## Start EXTRACTED ENTRIES

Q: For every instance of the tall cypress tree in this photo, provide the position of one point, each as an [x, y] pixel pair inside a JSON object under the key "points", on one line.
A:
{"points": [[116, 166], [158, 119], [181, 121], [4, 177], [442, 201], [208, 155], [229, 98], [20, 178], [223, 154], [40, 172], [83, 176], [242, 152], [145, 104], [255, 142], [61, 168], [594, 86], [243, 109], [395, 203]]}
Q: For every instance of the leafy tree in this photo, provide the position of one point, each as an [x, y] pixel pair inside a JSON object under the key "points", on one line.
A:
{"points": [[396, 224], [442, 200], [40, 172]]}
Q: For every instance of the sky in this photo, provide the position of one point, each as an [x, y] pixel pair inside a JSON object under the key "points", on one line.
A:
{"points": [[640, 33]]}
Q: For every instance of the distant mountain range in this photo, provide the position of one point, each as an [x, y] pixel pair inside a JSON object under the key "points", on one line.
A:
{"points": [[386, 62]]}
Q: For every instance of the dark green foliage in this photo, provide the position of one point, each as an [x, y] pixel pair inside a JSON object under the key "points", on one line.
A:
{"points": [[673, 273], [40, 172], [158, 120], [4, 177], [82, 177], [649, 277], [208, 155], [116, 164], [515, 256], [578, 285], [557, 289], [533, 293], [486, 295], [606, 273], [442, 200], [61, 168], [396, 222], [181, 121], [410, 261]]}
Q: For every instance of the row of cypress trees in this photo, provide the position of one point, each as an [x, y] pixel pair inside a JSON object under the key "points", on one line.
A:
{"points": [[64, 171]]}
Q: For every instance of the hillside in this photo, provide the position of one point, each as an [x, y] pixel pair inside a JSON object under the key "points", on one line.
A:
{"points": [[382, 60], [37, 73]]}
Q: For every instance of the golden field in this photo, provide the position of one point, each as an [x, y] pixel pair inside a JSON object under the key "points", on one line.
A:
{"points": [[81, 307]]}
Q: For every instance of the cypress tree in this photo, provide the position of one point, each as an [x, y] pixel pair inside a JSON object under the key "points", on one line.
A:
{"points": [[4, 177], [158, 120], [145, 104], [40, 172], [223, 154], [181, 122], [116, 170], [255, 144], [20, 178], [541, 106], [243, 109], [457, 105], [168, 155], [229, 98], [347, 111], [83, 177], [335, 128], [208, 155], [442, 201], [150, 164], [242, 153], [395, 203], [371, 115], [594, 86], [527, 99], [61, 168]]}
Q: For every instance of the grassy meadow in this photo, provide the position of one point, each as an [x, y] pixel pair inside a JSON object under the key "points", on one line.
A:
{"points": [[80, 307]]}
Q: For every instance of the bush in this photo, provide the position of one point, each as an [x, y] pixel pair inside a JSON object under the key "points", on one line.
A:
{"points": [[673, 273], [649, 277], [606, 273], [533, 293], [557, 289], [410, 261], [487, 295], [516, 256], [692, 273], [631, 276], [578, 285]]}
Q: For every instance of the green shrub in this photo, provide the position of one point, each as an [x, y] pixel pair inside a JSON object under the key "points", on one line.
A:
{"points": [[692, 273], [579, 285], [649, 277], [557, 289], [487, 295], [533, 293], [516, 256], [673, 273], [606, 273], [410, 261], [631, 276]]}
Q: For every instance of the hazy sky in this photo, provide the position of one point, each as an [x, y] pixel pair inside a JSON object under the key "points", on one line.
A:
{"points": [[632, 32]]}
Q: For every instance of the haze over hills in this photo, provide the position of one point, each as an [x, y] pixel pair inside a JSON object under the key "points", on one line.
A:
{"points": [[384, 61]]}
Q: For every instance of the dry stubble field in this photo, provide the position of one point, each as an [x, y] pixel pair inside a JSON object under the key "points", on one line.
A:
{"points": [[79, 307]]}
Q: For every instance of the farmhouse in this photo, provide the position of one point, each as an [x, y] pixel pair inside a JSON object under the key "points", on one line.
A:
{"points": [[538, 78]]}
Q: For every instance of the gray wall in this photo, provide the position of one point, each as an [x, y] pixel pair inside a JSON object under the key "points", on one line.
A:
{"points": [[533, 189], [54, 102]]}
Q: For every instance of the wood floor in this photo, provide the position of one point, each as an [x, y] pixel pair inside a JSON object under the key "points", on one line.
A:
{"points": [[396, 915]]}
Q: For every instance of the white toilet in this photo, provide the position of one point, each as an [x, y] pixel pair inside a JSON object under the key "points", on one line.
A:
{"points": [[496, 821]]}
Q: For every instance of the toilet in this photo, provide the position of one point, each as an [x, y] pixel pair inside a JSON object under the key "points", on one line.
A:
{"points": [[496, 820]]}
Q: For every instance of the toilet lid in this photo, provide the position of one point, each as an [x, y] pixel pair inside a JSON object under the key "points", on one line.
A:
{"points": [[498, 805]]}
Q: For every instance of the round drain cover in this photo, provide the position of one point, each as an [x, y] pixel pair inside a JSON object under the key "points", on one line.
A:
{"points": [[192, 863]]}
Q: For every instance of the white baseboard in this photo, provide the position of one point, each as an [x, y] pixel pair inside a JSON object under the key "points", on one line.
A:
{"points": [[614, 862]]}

## End EXTRACTED ENTRIES

• **PROBLEM REQUIREMENTS**: Rewrite all the records above, changing "pixel pair" to "coordinate pair" wherever it appears and leaving everything else unchanged.

• **ANSWER TO THE PROBLEM**:
Q: For every instance of the tall cypress tree in this photo, provide the position of one point, each as an [x, y] coordinate pair inside a JSON object under the key "points", on one line.
A:
{"points": [[116, 166], [158, 119], [181, 121], [4, 177], [442, 201], [208, 155], [229, 98], [20, 178], [223, 154], [40, 172], [83, 176], [242, 152], [145, 104], [255, 142], [61, 168], [594, 86], [243, 109], [395, 203]]}
Q: For every instance of the leafy tree in this photo, provide the position of one point, each as an [x, y] coordinate pair inside a JSON object under the key "points", on one line.
A:
{"points": [[396, 224], [442, 200], [40, 172]]}
Q: For every instance of the sky in this photo, provide the position of one point, each as an [x, y] coordinate pair inside a JSON object under the key "points", on one line.
A:
{"points": [[640, 33]]}
Q: For every instance of the distant mountain range in this photo, provide the position of one point, each as an [x, y] coordinate pair inside a JSON object under the key "points", on one line.
A:
{"points": [[386, 62]]}
Q: For every instance of the dark green foliage in this photo, provide the position of one point, each as an [x, y] coordinate pair inside a JSON object under the key "points", on one line.
A:
{"points": [[673, 273], [40, 172], [158, 120], [4, 177], [82, 177], [649, 277], [208, 155], [116, 164], [515, 256], [578, 285], [557, 289], [533, 293], [486, 295], [606, 273], [442, 200], [61, 168], [396, 222], [181, 121], [410, 261]]}
Q: For every instance of the row of cypress trees in this photo, provide the position of one point, each as an [x, y] coordinate pair inside a JSON object under the key "points", on one line.
A:
{"points": [[64, 171]]}
Q: For every instance of the hillside in this photo, provide the position of one point, each as an [x, y] coordinate pair inside a JSON object under the key "points", on one line.
A:
{"points": [[382, 60], [37, 73]]}
Q: For every instance of the golden field in this photo, provide the position of one point, each as an [x, y] coordinate pair inside a JSON object under the key "points", on one line.
A:
{"points": [[81, 307]]}
Q: For every instance of the cypress tree in this photo, provide the position of one point, each as an [x, y] coordinate pair inside a JSON object under the key "points", on one line.
A:
{"points": [[4, 177], [158, 120], [145, 104], [40, 172], [223, 154], [181, 122], [116, 170], [255, 144], [20, 178], [541, 106], [243, 109], [457, 105], [168, 155], [229, 98], [347, 111], [83, 177], [335, 128], [208, 155], [442, 201], [150, 164], [242, 153], [395, 203], [371, 115], [594, 86], [527, 99], [61, 168]]}
Q: For every instance of the grassy meadow in this photo, provide the position of one point, each as an [x, y] coordinate pair inside a JSON object under the key "points", on one line.
A:
{"points": [[80, 307]]}
Q: For every instance of the bush in this photo, provide the position of one point, each as an [x, y] coordinate pair inside a JSON object under the key "points", on one line.
A:
{"points": [[673, 273], [649, 277], [606, 273], [533, 293], [557, 289], [410, 261], [487, 295], [516, 256], [692, 273], [631, 276], [578, 285]]}
Q: For every instance of the green shrub in this photo, provide the position of one point, each as an [x, y] coordinate pair inside a JSON object under the key "points", on one line.
A:
{"points": [[692, 273], [579, 285], [649, 277], [557, 289], [487, 295], [533, 293], [516, 256], [673, 273], [606, 273], [410, 261], [631, 276]]}
Q: For every instance of the hazy sky in this photo, provide the position of one point, each as an [x, y] coordinate pair inside a JSON object under the key "points", on one line.
A:
{"points": [[632, 32]]}
Q: For every instance of the haze over hills in this photo, provide the position of one point, each as an [x, y] coordinate pair inside a JSON object under the key "points", on one line.
A:
{"points": [[384, 61]]}
Q: For every instance of the dry stubble field in this photo, provide the position of one point, each as an [x, y] coordinate pair inside a JSON object under the key "points", on one line.
A:
{"points": [[79, 307]]}
Q: For every instance of the farmhouse in this photo, provide the position of one point, each as an [x, y] coordinate pair inside a JSON object under the key "points", on one line.
A:
{"points": [[538, 78]]}
Q: For every instance of the gray wall in this photo, provide the position of one point, each as an [x, y] coordinate pair inside a JSON object under the key "points", on one line.
A:
{"points": [[533, 189], [54, 102]]}
Q: For every instance of the wood floor in this photo, provide the position of one point, each as an [x, y] coordinate pair inside a JSON object under the key "points", on one line.
A:
{"points": [[396, 915]]}
Q: For every instance of the white toilet in this photo, provide the position of one point, each as an [x, y] coordinate pair inside a JSON object under the key "points", on one line.
A:
{"points": [[496, 821]]}
Q: For every instance of the toilet in this photo, provide the position of one point, each as an [x, y] coordinate pair inside a JSON object under the key "points", on one line.
A:
{"points": [[496, 820]]}
Q: For every instance of the toilet lid in this photo, provide the position of one point, each as an [x, y] coordinate pair inside a JSON object under the key "points", on one line.
A:
{"points": [[498, 805]]}
Q: For every instance of the round drain cover in this photo, provide the position of one point, each as an [x, y] coordinate pair inside a JSON object under the key "points", on one line.
A:
{"points": [[192, 863]]}
Q: For every instance of the white baseboard in this photo, provide the position of one point, each as an [x, y] coordinate pair inside a JSON object under the key "points", on one line.
A:
{"points": [[614, 862]]}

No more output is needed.